— STORED DATA —
==*==
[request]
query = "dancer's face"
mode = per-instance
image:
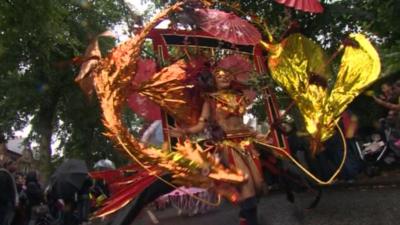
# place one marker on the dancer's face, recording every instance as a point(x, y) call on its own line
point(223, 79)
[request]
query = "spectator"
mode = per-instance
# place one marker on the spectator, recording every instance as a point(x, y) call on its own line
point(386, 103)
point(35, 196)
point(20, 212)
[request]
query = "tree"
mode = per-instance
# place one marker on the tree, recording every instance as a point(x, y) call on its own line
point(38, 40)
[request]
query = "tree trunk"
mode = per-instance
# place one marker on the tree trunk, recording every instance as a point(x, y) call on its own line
==*==
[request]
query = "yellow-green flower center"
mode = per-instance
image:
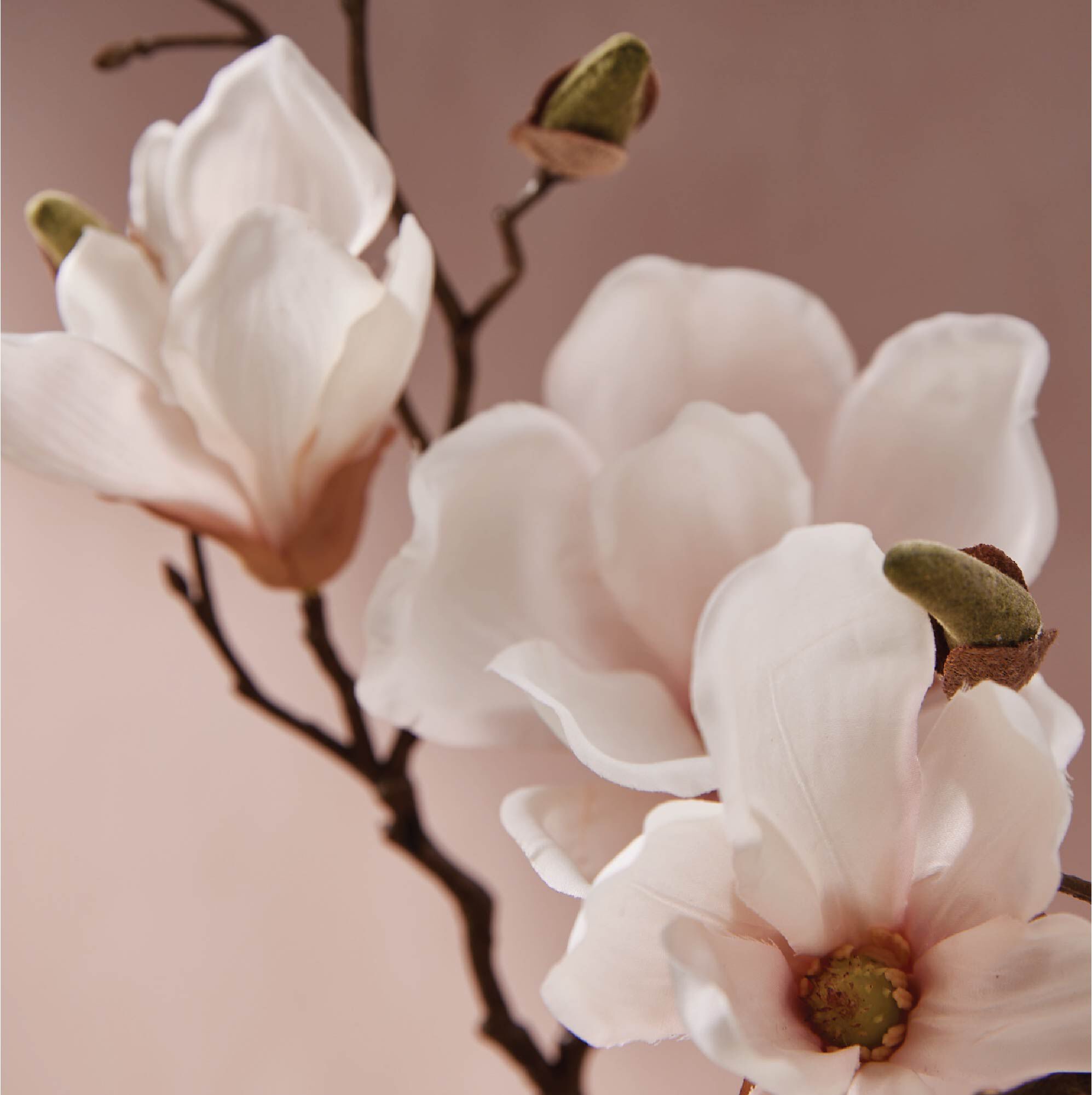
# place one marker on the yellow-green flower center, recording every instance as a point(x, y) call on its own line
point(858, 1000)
==*==
— SET TASK —
Which lines of the material contain the word "green"? Return each of them in full.

— COMPLETED EXERCISE —
query = "yellow-green flower center"
# place one marker on the yellow-green flower center, recording every instance as a point(x, y) call on its own line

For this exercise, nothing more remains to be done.